▶ **TEXTE FOURNI**
┄┄┄┄┄┄

Une retraite de silence à l’Abbaye Val Notre Dame

Arrivée à l’Abbaye, le frère André m’accueille. Il a les yeux bleu comme le ciel et un regard joyeux et l’âge difficile à identifier. Pourquoi je trouve curieux qu’un moine cloîtré soi si habile avec son ordi et son logiciel sans doute digne des grands hôtels. Une fraction de seconde plus tard, je sors de ce jugement, je suis ici pour être dans l’accueil, le non jugement, la contemplation et la méditation.

Ensuite c’est le frère Jean-Marc, le responsable de l’hôtellerie qui m’accueille et m’explique le fonctionnement de l’Abbaye pour mes 4 jours de retraite silencieuse. Il parle joyeusement, il à l’air d’un vrai  « pince sans rire » une blague n’attends pas l’autre, on sent bien son côté franc et rieur, voilà sans doute pourquoi c’est lui qui effectue la tâche à l’accueil. Il me dit qu’il à 82 ans, je vois 2 appareils bien branchés à ses oreilles. Il me dit qu’il me trouve dont belle et que par chance qu’il ne m’a pas rencontré quand il avait 15 ans! on rigole ensemble près de l’accueil ou s’est permis de parler. Dans l’ascenseur qui qui me mène à ma chambre, il me prend le visage avec une infinie tendresse (comme un papa qui découvre le visage de son bébé) et me souhaite de bien me reposer durant ma retraite. Je suis émue de sa franche sollicitude.

┄┄┄┄┄┄

(Éléments d'identification de lieux)
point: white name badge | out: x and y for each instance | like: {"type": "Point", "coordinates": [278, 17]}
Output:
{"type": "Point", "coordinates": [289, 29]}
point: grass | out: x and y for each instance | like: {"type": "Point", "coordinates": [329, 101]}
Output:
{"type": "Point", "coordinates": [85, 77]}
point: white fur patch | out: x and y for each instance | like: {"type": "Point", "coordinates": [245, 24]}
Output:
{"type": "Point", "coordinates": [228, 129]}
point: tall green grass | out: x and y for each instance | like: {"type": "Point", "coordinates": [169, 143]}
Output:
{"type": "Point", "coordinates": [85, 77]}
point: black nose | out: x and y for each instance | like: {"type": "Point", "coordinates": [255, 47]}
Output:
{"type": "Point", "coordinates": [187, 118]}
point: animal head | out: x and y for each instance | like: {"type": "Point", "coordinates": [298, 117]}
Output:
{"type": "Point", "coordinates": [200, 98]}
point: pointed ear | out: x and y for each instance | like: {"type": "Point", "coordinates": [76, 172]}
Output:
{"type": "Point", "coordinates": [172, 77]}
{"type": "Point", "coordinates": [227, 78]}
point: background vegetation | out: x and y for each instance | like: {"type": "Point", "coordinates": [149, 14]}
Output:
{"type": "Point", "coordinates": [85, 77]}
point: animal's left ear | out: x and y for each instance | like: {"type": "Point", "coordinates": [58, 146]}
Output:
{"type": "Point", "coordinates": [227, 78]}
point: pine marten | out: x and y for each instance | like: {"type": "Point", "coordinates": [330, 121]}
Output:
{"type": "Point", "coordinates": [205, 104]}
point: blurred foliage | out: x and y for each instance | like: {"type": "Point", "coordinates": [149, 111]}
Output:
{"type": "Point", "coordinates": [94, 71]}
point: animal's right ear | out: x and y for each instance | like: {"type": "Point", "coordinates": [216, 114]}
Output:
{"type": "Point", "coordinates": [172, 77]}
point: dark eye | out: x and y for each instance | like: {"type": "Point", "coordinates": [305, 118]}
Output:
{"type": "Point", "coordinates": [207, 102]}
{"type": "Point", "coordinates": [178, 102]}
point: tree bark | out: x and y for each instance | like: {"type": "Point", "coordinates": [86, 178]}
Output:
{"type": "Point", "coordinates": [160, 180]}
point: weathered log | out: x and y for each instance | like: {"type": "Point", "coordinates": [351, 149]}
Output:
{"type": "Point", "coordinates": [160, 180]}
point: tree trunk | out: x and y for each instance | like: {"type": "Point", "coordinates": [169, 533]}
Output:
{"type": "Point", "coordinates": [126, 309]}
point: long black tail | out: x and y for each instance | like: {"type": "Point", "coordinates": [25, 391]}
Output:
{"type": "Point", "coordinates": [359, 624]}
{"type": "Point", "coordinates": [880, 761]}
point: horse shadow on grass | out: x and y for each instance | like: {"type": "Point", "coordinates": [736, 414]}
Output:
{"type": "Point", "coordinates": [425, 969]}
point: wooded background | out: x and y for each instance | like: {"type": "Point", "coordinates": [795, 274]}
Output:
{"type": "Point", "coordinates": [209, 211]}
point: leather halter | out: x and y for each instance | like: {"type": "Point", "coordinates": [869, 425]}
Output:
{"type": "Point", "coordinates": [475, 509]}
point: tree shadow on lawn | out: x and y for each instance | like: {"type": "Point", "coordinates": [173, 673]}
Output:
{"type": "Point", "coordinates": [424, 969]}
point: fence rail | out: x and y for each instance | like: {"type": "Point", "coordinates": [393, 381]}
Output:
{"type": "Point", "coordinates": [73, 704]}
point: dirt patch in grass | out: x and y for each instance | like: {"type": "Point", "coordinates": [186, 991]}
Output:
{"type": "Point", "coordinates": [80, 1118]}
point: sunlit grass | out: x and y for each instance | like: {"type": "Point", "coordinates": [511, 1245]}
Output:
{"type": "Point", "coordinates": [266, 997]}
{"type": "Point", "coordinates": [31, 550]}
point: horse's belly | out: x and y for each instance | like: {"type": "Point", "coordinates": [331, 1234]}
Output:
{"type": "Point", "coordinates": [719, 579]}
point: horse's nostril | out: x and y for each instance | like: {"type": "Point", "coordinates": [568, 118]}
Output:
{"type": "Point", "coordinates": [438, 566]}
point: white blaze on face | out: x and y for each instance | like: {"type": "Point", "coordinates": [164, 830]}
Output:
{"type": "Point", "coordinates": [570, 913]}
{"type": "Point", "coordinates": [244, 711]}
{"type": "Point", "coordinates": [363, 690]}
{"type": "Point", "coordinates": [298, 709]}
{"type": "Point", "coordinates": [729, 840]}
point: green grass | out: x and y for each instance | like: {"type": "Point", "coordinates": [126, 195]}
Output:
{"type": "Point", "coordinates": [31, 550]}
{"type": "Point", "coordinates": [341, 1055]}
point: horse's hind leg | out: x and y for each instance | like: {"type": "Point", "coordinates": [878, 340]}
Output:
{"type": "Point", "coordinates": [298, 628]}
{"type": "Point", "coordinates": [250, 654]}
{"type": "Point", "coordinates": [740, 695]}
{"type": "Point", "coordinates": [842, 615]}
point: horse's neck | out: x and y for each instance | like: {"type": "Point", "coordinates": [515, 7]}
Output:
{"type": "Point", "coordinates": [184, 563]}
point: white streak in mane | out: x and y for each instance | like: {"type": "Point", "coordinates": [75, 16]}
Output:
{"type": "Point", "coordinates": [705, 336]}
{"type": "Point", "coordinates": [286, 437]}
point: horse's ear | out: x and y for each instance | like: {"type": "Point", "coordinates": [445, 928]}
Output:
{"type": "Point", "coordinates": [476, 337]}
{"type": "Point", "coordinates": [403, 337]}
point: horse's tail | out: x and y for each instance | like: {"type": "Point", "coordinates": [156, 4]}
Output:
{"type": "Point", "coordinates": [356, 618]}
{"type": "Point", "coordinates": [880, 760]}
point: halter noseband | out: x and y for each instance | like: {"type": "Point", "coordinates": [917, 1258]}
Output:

┄┄┄┄┄┄

▶ **CONSIGNE**
Réécris sous forme de liste le paragraphe du texte fourni qui commence par « Ensuite c'est le frère Jean-Marc », en gardant ses faits principaux.

▶ **RÉSULTAT ATTENDU**
- Le frère Jean-Marc, responsable de l'hôtellerie, m'accueille et m'explique le fonctionnement de l'Abbaye pour mes 4 jours de retraite silencieuse.
- Il parle joyeusement, enchaîne les blagues et se montre franc et rieur.
- Il a 82 ans et porte deux appareils aux oreilles.
- Il me dit qu'il me trouve belle, et nous rions ensemble près de l'accueil, où l'on peut parler.
- Dans l'ascenseur qui mène à ma chambre, il me prend le visage avec tendresse et me souhaite de bien me reposer.
- Sa sollicitude m'émeut.